> **WHAT TO WORK ON**
Pick out every line in the records below that contains the word "small" and copy each of those lines.

[Labeled shape records]
☆ ☆ ☆ ☆

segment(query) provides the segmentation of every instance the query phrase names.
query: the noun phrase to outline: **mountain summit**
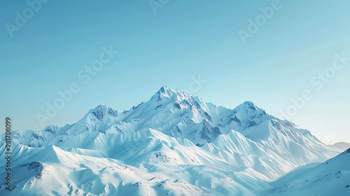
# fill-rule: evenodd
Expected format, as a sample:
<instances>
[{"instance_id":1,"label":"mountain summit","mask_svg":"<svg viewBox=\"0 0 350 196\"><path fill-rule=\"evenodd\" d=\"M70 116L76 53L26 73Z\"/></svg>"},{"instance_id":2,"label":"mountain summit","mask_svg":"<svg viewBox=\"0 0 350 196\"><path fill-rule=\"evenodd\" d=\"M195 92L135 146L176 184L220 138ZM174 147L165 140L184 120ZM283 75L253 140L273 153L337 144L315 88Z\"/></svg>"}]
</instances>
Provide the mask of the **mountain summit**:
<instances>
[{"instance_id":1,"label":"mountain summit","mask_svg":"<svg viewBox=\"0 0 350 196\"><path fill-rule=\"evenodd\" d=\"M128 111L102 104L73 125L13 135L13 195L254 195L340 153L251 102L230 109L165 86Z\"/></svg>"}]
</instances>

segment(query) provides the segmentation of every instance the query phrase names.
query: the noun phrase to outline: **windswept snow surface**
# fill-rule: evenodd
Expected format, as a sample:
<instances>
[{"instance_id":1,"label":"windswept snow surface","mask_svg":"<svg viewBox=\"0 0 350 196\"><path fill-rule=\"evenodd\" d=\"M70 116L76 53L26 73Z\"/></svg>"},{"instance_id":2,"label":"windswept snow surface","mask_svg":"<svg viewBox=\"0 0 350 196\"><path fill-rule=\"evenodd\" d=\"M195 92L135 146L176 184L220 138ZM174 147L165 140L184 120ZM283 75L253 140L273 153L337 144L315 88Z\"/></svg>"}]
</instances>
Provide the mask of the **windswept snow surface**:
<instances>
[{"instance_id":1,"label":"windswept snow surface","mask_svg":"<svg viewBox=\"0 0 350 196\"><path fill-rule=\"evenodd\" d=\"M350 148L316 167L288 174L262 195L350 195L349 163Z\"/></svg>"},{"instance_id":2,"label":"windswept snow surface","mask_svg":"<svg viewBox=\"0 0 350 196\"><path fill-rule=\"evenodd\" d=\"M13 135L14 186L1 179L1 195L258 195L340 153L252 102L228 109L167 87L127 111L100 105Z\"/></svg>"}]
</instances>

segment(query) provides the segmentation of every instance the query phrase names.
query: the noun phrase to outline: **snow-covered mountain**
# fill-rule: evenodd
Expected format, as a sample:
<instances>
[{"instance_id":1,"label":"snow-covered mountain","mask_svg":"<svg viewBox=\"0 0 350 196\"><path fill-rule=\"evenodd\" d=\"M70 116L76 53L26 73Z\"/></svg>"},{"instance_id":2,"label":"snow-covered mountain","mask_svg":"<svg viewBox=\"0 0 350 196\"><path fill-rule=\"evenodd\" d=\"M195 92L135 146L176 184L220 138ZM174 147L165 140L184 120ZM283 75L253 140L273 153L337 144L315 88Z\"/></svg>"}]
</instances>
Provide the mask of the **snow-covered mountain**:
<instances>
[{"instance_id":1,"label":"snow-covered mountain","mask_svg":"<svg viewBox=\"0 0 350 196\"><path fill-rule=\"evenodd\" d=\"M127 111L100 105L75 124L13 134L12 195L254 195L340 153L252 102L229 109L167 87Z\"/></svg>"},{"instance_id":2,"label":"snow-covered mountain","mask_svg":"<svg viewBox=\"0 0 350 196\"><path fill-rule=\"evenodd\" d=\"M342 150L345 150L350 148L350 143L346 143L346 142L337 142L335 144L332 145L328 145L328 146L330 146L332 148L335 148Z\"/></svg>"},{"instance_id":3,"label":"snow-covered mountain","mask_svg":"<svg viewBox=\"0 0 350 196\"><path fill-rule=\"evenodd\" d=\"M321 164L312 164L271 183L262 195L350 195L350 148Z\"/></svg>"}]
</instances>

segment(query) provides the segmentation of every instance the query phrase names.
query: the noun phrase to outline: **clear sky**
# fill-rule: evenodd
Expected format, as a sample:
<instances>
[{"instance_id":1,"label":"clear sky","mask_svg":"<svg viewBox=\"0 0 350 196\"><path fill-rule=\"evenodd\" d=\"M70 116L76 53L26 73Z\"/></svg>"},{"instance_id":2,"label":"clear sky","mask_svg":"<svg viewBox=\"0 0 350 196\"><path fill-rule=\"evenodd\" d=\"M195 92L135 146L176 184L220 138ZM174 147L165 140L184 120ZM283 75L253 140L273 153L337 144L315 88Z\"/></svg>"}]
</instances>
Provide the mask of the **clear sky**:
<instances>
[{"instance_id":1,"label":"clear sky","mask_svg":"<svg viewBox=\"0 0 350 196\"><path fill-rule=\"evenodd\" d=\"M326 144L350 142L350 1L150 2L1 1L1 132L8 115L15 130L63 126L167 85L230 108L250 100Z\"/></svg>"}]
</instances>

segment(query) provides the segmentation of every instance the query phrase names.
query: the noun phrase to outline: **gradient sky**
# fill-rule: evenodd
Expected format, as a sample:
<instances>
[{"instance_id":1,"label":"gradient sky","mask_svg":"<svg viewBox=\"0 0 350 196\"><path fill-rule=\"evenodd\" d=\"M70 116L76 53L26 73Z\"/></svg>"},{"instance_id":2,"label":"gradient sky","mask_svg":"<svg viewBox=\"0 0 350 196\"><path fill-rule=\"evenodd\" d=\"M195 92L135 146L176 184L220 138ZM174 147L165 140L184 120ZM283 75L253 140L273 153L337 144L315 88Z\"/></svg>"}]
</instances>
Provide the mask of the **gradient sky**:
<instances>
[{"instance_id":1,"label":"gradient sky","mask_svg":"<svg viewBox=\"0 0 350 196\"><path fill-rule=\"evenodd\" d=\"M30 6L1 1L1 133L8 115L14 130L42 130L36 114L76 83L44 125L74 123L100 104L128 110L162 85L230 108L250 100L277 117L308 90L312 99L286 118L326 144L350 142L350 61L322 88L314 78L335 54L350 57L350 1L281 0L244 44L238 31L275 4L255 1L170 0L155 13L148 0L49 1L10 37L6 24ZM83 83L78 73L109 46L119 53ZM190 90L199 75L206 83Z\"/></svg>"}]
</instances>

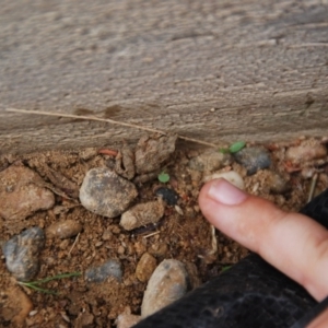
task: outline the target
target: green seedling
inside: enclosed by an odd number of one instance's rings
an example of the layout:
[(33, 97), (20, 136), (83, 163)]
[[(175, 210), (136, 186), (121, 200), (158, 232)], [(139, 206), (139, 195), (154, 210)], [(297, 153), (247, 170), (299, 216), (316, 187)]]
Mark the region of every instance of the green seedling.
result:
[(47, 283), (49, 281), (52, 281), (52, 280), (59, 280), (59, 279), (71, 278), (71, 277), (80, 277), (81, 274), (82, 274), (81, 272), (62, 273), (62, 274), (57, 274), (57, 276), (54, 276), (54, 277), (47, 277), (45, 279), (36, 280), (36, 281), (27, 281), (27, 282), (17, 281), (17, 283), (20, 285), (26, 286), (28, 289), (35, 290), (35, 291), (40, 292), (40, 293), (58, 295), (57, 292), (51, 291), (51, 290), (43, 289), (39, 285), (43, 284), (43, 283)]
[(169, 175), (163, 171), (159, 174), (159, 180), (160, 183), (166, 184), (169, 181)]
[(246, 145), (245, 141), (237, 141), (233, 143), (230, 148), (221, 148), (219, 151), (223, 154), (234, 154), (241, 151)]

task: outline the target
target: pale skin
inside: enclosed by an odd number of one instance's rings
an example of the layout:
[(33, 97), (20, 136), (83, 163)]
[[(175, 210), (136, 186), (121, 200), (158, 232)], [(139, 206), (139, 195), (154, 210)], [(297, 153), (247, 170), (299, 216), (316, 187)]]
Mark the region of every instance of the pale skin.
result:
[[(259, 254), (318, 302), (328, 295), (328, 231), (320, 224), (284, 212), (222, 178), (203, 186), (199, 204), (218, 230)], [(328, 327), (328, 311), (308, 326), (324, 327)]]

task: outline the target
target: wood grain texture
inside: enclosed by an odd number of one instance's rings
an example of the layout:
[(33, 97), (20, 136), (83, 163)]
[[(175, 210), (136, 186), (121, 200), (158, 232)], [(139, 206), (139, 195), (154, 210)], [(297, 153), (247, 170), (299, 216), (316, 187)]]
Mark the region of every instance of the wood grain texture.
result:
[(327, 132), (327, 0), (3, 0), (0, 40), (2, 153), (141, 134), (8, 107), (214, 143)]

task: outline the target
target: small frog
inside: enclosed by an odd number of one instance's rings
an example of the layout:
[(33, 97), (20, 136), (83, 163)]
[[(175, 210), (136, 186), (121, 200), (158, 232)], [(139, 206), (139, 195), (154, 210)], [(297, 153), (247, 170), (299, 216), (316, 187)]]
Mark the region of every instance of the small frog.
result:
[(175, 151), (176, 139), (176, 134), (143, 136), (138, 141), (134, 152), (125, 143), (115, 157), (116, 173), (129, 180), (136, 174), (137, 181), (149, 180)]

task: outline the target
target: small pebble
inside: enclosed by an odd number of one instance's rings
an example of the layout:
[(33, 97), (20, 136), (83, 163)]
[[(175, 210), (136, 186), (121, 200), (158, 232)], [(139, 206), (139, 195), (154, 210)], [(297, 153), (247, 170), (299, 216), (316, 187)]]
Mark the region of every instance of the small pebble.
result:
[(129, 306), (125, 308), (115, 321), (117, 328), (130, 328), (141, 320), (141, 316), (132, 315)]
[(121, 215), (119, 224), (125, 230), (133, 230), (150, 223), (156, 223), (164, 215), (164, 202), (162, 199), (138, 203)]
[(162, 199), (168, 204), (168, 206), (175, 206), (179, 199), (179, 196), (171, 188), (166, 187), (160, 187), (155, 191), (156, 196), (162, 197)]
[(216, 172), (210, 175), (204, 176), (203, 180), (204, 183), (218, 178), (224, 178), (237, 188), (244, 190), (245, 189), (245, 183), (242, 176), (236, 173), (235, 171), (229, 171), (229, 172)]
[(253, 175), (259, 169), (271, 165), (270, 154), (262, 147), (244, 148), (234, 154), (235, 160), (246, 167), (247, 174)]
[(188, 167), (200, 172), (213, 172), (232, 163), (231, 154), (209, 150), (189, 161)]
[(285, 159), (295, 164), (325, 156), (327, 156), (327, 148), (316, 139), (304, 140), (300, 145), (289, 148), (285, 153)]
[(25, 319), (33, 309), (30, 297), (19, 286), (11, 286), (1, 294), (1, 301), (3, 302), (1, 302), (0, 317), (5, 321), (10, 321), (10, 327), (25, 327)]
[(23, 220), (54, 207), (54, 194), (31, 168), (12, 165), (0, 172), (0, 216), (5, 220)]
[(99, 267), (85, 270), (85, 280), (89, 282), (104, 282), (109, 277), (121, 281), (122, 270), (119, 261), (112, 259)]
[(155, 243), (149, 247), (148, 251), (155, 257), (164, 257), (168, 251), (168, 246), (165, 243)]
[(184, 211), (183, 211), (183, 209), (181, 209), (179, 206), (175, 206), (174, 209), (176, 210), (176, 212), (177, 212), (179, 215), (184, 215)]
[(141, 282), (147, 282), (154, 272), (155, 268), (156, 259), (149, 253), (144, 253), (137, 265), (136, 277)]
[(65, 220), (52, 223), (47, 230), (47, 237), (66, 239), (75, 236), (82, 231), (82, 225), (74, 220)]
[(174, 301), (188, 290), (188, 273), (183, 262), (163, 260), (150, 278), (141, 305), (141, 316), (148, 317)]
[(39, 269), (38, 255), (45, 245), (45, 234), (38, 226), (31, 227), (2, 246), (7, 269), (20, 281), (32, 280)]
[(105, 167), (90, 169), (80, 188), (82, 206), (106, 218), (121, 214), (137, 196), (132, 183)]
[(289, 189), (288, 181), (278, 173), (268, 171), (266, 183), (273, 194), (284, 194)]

☆ ☆ ☆ ☆

> **SOLUTION TO THE EXERCISE**
target: small frog
Mark the region of every instance of the small frog.
target: small pebble
Mark the region of every instance of the small pebble.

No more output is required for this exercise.